— BEGIN Selected text —
Tom Dixon co-founded V3 Power in 2006. Tom has a background in physics and is V3’s most rounded engineer. Over the years he has designed and built many human-powered generators.

3 Comments

  • Daniel Glyde says:

    Hello
    I’m currently looking into off-grid living. I’m hoping to get my electricity from a wind turbine and PVR solar panels that charge a battery. But I will still probably need a generator as back up. I’m looking into as many ways as possible to save energy and to produce more. I wondered if there was a pedal powered solution that could hook up to my battery and top it up on days of low wind and no sun?
    Thanks
    Dan

  • Dave Darby says:

    Dan – I understand Tom has answered your query directly? Hope it works out. Good luck.

  • Tom Dixon says:

    Hi Dan, yes – there are a range of ways you can turn your muscle power into topped-up batteries. We can help you by either selling you a turn-key solution or assisting you with a DIY build. You’ve already emailed us so we’ll keep the conversation going there but for others reading this please do get in touch for help!
    Best,
    Tom

  • Rabshan Natiq says:

    I am looking for a turn key solution for creating electricity by pedaling. Can you please guide me ?

  • Mike Kendall says:

    I have a bicycle powered studio for making work pants and other items. It is almost finished as I type as I’m working on the 8th bicycle powered machine (about 90 percent completed expect it to be done over the next week or two). I do have a couple treadle powered machines that will stay in there as well. Some of my machines rotate in direction of a Singer industrial and others rotate backwards. I have two machines that have near 90 degree offset drives that were allot of fun to figure out the belt from the main pulley to the offset handwheel (these are two Union Special mfg company machines). The list of industrials currently is two pieces of Singer 212w double needle (one at 1/4in and other 1-1/2 inch guage with the latter for a waistband folder and the former for swappable belt loop, felled seam folders and regular 1/4 inch spaced needles). I have a 5 thread industrial overlocker on one, a “high speed” single needle on one, a Union Special 43200g chainstitch hemming, a Union Special FOA (feed off the arm) on another which is machine number 8. Will soon have a video but have some pictures already. All machines based around 21 speed (3 forward 7 rear gears) with hand brake for the main pulley and led dynamo modified sewing lights on gooseneck. Kind regards, Mike

  • Dave Darby says:

    Mike – genius. Can we have a blog article?
— END Selected text —
— BEGIN Data for processing —
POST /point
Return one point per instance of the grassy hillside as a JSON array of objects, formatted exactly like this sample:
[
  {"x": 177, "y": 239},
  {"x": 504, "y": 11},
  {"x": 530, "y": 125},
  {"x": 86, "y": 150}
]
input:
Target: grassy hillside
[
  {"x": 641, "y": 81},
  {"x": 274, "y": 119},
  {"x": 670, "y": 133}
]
— END Data for processing —
● Your tasks
#1 Summarize the text on pedal-powered electricity in three sentences.
#2 Reproduce every line of the records, requests included, increasing each x and y coordinate in the answers by 148.

● Answer set
#1 Tom Dixon, who co-founded V3 Power in 2006 and has a background in physics, has designed and built many human-powered generators. In the comments, Daniel Glyde asks whether a pedal-powered solution could top up an off-grid battery on days of low wind and no sun, and Tom replies that V3 can either sell a turn-key solution or assist with a DIY build, while another reader also asks for a turn-key solution. Mike Kendall describes his nearly finished bicycle-powered studio for making work pants and other items, and Dave Darby asks him for a blog article.

#2
POST /point
Return one point per instance of the grassy hillside as a JSON array of objects, formatted exactly like this sample:
[
  {"x": 177, "y": 239},
  {"x": 504, "y": 11},
  {"x": 530, "y": 125},
  {"x": 86, "y": 150}
]
input:
Target: grassy hillside
[
  {"x": 789, "y": 229},
  {"x": 422, "y": 267},
  {"x": 818, "y": 281}
]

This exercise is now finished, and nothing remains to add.